Friday February 7th 2025
Lester Holt: Good Afternoon! I am Lester Holt of NBC NEWS and welcome to this Special Report. 5 Days after former Texas Senator Ted Cruz withdrew his Nomination for Attorney General President Ron DeSantis is set to make a groundbreaking Announcement late this Afternoon to officially announce that he has tapped United States Court of Appeals Judge BARBARA LAGOA as his Choice for Attorney General.

Savannah Guthrie: Judge Lagoa would only be the 2nd Woman to occupy this Office after the late Janet Reno in the Clinton Administration. We have Chuck Todd, Andrea Mitchell, Nicolle Wallace and Eugene Robinson here with us to weigh in. Chuck, set the stage for us!

Chuck Todd: Lester, Savannah this feels big. However if you look at our Board who is already confirmed in the DeSantis' Administration is does set a Trend: Byron Donalds, Tim Scott, Carlos Gimenez and of course his Vice President Nikki Haley not to mention that Jeanette Nuñez & Winsome Sears took Governorships in Florida & Virginia. Todays Late Afternoon Announcement is probably the most consequential one since the he announced Haley as his Running Mate last Summer.
You know before we came on air here I stumbled accross a Clip from FOX NEWS and what Brit Hume said last Night. Watch:

(Clip from Brit Hume at FOX NEWS talking how the Republican Party is diversifying)

You know Lester, Savannah, God Bless him. He saw this happening waaay before we did last year and the Election Results speak for themselves. The Point he is making is that DeSantis is taking the Republican Party on a very different path then even Ronald Reagan or George W. Bush making it more dynamic & inclusive, bringing in more Minorities, etc. And I tell you what Lester: This will keep continueing until Democrats find a good answer to it. We basically have a National Border Crisis that hasn't been resolved and Voters especially in Hispanic Communities are fed up with this.

Lester Holt: Nicolle, you seem to want to jump in here?

Rows taken from a dataset
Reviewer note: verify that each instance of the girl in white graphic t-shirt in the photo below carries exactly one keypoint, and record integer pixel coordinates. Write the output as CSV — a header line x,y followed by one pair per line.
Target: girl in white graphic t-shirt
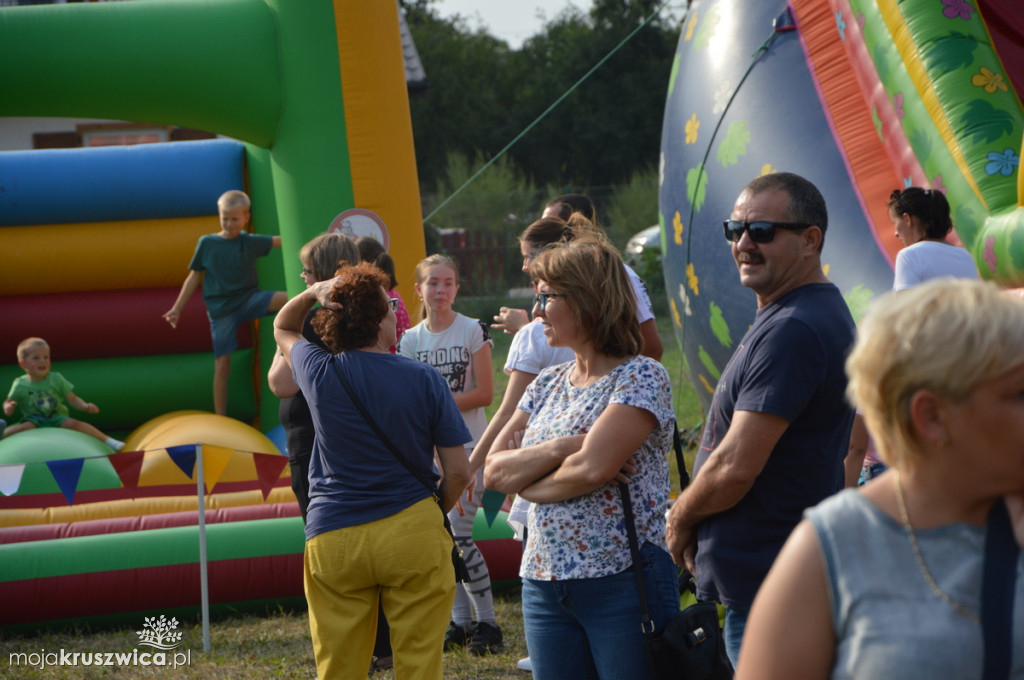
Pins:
x,y
460,348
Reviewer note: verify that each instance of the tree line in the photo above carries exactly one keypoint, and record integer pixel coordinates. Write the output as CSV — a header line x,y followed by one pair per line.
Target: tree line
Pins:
x,y
603,138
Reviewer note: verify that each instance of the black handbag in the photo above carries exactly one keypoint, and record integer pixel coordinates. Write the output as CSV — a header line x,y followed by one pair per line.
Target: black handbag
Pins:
x,y
458,563
691,646
998,586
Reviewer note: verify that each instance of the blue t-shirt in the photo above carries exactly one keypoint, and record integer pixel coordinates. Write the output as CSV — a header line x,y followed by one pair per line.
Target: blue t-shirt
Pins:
x,y
790,364
229,266
353,477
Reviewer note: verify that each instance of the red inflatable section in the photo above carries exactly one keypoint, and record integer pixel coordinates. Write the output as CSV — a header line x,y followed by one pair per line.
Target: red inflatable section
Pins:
x,y
109,324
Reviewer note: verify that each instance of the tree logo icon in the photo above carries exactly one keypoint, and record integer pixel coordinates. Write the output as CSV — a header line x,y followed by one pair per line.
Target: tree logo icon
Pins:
x,y
160,633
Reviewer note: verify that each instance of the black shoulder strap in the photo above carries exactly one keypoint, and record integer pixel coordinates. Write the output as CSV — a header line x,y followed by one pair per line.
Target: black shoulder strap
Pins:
x,y
646,624
684,476
383,437
997,590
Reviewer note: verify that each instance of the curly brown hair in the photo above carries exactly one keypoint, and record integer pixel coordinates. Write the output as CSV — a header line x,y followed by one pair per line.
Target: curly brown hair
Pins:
x,y
591,274
363,306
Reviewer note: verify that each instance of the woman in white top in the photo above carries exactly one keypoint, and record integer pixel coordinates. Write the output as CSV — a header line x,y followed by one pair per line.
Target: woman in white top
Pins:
x,y
581,428
922,219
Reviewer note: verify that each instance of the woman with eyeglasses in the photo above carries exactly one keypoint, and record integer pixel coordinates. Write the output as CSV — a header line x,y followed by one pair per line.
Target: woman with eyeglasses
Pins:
x,y
321,259
581,428
923,221
374,530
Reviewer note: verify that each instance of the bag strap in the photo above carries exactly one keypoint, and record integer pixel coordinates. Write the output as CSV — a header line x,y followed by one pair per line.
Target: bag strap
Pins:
x,y
383,437
684,476
997,590
646,624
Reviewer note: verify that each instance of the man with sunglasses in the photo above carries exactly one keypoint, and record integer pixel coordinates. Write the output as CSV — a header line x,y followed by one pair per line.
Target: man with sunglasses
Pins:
x,y
778,425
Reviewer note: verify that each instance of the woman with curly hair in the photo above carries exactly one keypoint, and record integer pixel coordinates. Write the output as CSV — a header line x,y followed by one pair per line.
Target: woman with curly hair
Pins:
x,y
373,529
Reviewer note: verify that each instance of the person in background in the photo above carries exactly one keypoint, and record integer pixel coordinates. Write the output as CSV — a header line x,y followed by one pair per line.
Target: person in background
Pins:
x,y
923,221
224,264
373,529
321,257
43,396
886,583
581,428
371,250
562,208
459,347
778,426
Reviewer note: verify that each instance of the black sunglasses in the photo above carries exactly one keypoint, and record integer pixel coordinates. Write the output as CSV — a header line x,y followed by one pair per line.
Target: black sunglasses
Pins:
x,y
761,231
542,299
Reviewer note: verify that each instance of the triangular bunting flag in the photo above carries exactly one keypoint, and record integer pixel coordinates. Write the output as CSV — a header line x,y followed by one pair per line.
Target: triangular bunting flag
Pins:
x,y
10,478
268,467
215,459
67,473
183,457
491,503
128,465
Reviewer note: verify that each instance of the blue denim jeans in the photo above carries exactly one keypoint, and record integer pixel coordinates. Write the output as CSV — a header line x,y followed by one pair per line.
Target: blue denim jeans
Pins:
x,y
735,624
590,628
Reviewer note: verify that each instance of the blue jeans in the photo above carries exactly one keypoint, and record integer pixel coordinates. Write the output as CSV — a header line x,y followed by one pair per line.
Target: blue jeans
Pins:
x,y
590,628
735,624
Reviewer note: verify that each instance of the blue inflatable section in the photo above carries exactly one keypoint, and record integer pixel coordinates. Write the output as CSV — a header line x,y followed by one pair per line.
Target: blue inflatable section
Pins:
x,y
713,145
116,183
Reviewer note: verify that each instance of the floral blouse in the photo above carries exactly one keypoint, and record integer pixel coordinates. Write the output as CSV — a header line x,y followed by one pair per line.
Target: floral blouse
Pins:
x,y
585,537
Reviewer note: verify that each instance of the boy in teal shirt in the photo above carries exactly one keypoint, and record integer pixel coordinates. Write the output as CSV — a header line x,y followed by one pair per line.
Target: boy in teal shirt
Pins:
x,y
43,396
225,265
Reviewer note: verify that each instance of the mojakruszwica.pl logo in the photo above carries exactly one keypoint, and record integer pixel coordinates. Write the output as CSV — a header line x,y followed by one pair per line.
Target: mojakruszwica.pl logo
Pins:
x,y
159,639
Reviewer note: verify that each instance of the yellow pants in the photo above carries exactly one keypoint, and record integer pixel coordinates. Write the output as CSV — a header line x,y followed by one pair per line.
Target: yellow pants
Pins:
x,y
404,560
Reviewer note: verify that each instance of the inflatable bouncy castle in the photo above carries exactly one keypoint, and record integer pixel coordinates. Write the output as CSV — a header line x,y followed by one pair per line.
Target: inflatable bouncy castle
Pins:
x,y
859,96
94,244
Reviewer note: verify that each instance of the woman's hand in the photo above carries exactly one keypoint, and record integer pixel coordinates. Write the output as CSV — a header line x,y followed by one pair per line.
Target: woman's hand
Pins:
x,y
510,320
629,469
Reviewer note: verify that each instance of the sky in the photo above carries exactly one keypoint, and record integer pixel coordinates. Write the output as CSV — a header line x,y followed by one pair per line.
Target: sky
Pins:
x,y
512,20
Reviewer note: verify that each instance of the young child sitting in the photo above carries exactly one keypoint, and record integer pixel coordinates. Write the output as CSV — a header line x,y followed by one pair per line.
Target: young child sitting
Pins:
x,y
43,396
225,265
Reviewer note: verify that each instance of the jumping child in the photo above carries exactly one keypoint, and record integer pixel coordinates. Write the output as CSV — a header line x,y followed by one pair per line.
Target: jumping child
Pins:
x,y
43,396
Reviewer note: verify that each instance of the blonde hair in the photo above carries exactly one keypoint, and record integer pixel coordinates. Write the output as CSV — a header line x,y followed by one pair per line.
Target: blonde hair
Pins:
x,y
328,253
437,259
233,199
946,336
26,345
591,273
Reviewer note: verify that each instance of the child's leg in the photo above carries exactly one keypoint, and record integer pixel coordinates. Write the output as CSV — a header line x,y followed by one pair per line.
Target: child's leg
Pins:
x,y
473,600
221,372
20,427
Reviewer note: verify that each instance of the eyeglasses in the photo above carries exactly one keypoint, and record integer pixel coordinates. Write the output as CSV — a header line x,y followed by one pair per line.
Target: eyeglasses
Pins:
x,y
542,299
761,231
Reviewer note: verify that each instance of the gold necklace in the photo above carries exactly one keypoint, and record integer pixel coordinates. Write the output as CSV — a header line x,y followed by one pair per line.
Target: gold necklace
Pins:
x,y
957,607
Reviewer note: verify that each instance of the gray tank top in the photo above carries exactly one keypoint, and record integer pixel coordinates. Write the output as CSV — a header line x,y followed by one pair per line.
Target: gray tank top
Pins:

**WHAT TO PRODUCE:** Reproduce the transcript word for word between "You know Lester, Savannah, God" and "up with this.", inclusive. The entries are separate material and have no connection to the transcript.

**EXERCISE ANSWER:**
You know Lester, Savannah, God Bless him. He saw this happening waaay before we did last year and the Election Results speak for themselves. The Point he is making is that DeSantis is taking the Republican Party on a very different path then even Ronald Reagan or George W. Bush making it more dynamic & inclusive, bringing in more Minorities, etc. And I tell you what Lester: This will keep continueing until Democrats find a good answer to it. We basically have a National Border Crisis that hasn't been resolved and Voters especially in Hispanic Communities are fed up with this.